Extracted text »
________________________
The show then goes away from the Mr. Zuckerberg interview and onto Peter Navarro. Dr. Brook sarcastically calls him his “favorite economist.” Dr. Brook holds that it’s “bizarre” that he should use an alter ego in a nonfiction book and cite himself as a source. Chinese food is not one thing that China should be attacked for in this day and age. “Human rights...social score system, and their attitude towards Hong Kong” are all issues for which China should be criticized.

Dr. Brook rolls right along and talks about the Tulsi Gabbard interview with John Stossel and how she basically “wants the same thing that other Democrats want.” In a minor interruption to the new topic, a commenter says that they eat “Icelandic food.” Dr. Brook takes a fly swatter to this speech and says that Chinese food is multilayered and “amazing.” Back to Gabbard and Stossel. The listeners and viewers pick up on the fact that Assad is a “murderous despot.” Dr. Brook notices Gabbard’s reaction. His ever so subtle way of presenting ideas like Gabbard rolling her eyes at the idea that Assad is a tyrant is certainly telling. On the right, Trump negotiates with the leader of North Korea. On the left, Gabbard has a soft spot for this totalitarian. Dr. Brook holds that the “enemy of your enemy is not your friend.” Gabbard offers examples throughout history where United States leaders met with Stalin (Roosevelt), Khrushchev (JFK), and Mao (Nixon). Now, she gives another instance with Reagan and Gorbachev but this was during a “winding down” and Dr. Brook is still skeptical about whether this meeting was a good thing.
________________________
Source records:

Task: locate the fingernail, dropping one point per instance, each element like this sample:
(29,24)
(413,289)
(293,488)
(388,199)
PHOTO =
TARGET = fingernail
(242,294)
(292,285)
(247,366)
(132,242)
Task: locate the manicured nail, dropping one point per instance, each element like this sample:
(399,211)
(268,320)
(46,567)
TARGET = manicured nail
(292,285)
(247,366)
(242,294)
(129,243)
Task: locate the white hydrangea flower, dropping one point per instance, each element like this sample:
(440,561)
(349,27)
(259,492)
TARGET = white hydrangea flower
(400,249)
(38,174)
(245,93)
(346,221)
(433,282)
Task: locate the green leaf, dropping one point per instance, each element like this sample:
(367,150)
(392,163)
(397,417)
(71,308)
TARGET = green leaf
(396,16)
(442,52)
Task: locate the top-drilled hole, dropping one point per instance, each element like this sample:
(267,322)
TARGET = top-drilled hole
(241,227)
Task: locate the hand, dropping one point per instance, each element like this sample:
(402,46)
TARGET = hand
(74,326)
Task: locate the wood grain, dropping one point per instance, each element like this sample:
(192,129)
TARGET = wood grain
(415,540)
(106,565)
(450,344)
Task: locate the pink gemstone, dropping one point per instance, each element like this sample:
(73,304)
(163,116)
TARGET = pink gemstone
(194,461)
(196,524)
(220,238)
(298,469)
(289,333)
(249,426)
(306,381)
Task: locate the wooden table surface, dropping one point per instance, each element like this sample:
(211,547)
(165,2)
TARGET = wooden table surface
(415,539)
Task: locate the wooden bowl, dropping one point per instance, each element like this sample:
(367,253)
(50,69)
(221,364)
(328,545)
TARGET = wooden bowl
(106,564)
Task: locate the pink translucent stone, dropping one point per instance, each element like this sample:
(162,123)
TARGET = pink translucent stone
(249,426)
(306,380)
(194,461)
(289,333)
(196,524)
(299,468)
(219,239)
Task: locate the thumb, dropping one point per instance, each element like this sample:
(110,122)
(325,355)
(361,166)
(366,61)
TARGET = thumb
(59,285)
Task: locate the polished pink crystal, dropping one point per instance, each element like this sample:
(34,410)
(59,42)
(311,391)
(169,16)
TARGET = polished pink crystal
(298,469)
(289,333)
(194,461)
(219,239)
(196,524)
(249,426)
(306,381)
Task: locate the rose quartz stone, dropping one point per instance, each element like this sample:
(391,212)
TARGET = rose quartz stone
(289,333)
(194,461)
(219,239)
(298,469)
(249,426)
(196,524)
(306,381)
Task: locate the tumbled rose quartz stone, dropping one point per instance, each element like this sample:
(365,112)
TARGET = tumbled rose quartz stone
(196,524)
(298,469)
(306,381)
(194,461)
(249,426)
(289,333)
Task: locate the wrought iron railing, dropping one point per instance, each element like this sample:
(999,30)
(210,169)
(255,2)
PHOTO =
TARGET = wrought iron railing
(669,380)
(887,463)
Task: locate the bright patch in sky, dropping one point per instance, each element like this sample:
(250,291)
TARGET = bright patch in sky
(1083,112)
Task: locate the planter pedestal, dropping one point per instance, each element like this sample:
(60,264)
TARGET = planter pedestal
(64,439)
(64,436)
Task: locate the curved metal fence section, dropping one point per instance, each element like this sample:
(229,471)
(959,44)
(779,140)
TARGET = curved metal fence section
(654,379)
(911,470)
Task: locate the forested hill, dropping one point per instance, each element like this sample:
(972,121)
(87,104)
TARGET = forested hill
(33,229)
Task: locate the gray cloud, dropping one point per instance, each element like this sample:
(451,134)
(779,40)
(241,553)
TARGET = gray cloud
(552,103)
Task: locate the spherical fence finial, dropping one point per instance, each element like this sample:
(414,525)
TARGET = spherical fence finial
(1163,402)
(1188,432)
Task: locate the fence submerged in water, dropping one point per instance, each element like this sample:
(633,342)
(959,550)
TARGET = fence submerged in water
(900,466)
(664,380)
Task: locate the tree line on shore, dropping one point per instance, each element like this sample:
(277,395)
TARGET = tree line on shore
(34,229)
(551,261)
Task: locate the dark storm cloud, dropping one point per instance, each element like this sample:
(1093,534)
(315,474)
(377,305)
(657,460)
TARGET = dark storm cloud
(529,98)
________________________
Reproduce the whole show summary above, word for word.

The show then goes away from the Mr. Zuckerberg interview and onto Peter Navarro. Dr. Brook sarcastically calls him his “favorite economist.” Dr. Brook holds that it’s “bizarre” that he should use an alter ego in a nonfiction book and cite himself as a source. Chinese food is not one thing that China should be attacked for in this day and age. “Human rights...social score system, and their attitude towards Hong Kong” are all issues for which China should be criticized.

Dr. Brook rolls right along and talks about the Tulsi Gabbard interview with John Stossel and how she basically “wants the same thing that other Democrats want.” In a minor interruption to the new topic, a commenter says that they eat “Icelandic food.” Dr. Brook takes a fly swatter to this speech and says that Chinese food is multilayered and “amazing.” Back to Gabbard and Stossel. The listeners and viewers pick up on the fact that Assad is a “murderous despot.” Dr. Brook notices Gabbard’s reaction. His ever so subtle way of presenting ideas like Gabbard rolling her eyes at the idea that Assad is a tyrant is certainly telling. On the right, Trump negotiates with the leader of North Korea. On the left, Gabbard has a soft spot for this totalitarian. Dr. Brook holds that the “enemy of your enemy is not your friend.” Gabbard offers examples throughout history where United States leaders met with Stalin (Roosevelt), Khrushchev (JFK), and Mao (Nixon). Now, she gives another instance with Reagan and Gorbachev but this was during a “winding down” and Dr. Brook is still skeptical about whether this meeting was a good thing.